[WHAT IS REQUIRED]: Could you copy out the records below, substituting "found" for every "located" and keeping everything else the same?

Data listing
========================================================================

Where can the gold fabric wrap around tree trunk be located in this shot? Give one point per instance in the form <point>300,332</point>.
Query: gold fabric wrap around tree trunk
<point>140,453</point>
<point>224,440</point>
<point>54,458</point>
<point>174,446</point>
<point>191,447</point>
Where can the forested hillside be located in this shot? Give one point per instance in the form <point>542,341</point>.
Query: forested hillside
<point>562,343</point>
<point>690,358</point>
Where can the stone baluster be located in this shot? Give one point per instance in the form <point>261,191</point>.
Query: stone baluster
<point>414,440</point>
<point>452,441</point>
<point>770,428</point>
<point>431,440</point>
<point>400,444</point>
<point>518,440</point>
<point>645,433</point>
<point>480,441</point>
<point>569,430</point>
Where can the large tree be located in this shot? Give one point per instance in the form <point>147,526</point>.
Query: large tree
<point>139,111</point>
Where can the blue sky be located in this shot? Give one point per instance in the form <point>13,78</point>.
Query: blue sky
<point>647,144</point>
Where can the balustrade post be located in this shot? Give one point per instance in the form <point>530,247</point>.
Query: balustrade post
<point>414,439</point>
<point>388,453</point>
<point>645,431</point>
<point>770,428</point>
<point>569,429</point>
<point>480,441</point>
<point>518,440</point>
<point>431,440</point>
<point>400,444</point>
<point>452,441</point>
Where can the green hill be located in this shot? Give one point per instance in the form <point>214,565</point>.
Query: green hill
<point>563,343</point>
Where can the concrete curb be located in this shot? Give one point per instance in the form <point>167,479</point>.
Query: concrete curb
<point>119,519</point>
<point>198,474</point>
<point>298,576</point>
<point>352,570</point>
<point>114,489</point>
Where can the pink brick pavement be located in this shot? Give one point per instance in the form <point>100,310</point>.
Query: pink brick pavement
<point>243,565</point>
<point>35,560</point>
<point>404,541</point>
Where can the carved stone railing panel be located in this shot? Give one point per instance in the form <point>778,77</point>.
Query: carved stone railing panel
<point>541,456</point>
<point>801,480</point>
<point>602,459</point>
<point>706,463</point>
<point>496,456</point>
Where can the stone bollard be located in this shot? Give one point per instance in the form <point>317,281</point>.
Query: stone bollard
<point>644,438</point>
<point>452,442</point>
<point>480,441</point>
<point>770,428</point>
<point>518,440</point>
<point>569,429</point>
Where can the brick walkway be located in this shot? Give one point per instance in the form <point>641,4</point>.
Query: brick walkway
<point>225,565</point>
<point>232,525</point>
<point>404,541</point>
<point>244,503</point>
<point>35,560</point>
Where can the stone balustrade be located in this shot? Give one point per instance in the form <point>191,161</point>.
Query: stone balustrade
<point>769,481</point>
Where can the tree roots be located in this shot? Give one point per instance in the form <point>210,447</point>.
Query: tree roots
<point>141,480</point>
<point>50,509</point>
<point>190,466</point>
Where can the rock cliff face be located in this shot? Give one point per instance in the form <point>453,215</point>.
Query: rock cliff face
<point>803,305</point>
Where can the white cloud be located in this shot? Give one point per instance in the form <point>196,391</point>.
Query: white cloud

========================================================================

[OUTPUT OF THE TASK]:
Where can the gold fabric wrap around tree trunk be found in this shot? Give one point per instance in the form <point>300,332</point>.
Query: gold fabric wrap around tree trunk
<point>140,453</point>
<point>224,440</point>
<point>54,458</point>
<point>174,446</point>
<point>191,447</point>
Where can the forested hillside be found in this shot? Give one point per instance in the form <point>542,341</point>.
Query: forested hillside
<point>562,343</point>
<point>690,358</point>
Where can the stone baluster be found in this shot? Give one point per instance in the form <point>261,191</point>.
Query: stone baluster
<point>414,440</point>
<point>452,441</point>
<point>770,428</point>
<point>431,440</point>
<point>400,444</point>
<point>518,440</point>
<point>645,433</point>
<point>480,441</point>
<point>569,430</point>
Where can the large tree be found in this shot? Give one point per instance in the form <point>147,526</point>.
Query: large tree
<point>139,111</point>
Where can the blue sky be found in this shot? Give one point per instance in the form <point>13,78</point>.
Query: blue sky
<point>647,144</point>
Where can the balustrade post be found in this shot? Give one point per instance in the form <point>530,247</point>.
Query: balustrade post
<point>414,439</point>
<point>388,453</point>
<point>645,431</point>
<point>770,428</point>
<point>569,429</point>
<point>480,441</point>
<point>518,440</point>
<point>431,440</point>
<point>400,444</point>
<point>452,441</point>
Where can the green hill be found in this shot? Give one point per instance in the form <point>214,565</point>.
Query: green hill
<point>563,343</point>
Where can the concrete curb be found in this shot? Give one point per instance in the form <point>167,479</point>.
Query: concrete curb
<point>119,519</point>
<point>198,474</point>
<point>298,576</point>
<point>352,570</point>
<point>114,489</point>
Where can the pink brick pavement be found in this shot? Give one point per instance in the form <point>100,310</point>.
Query: pink brick pavement
<point>243,565</point>
<point>35,560</point>
<point>404,541</point>
Where can the carved stone railing panel be found in this shot? Give one point per instance in the form <point>778,77</point>.
Query: carved stone railing panel
<point>541,456</point>
<point>801,480</point>
<point>602,459</point>
<point>706,463</point>
<point>496,456</point>
Where can the stone bollard be found in this shot? Give one point per instance in the form <point>317,281</point>.
Query: stone bollard
<point>644,438</point>
<point>452,442</point>
<point>480,441</point>
<point>770,428</point>
<point>518,440</point>
<point>569,429</point>
Where can the brick walkway be found in this shot? Give one point per instance in the form <point>641,4</point>.
Query: brick walkway
<point>225,565</point>
<point>232,525</point>
<point>404,541</point>
<point>244,503</point>
<point>35,560</point>
Where can the stone balustrade be found in this shot? Give one point per instance in the form <point>191,161</point>.
Query: stone balustrade
<point>769,481</point>
Where can the tree roots be found in this shot? Give one point per instance in the form <point>210,447</point>.
Query: tree roots
<point>141,480</point>
<point>50,509</point>
<point>190,466</point>
Where can the rock cliff face be found in this shot? Give one point per instance in the form <point>453,215</point>.
Query: rock cliff face
<point>803,305</point>
Where can the white cloud be found in this shot? Give one point per instance in the form <point>196,391</point>.
Query: white cloud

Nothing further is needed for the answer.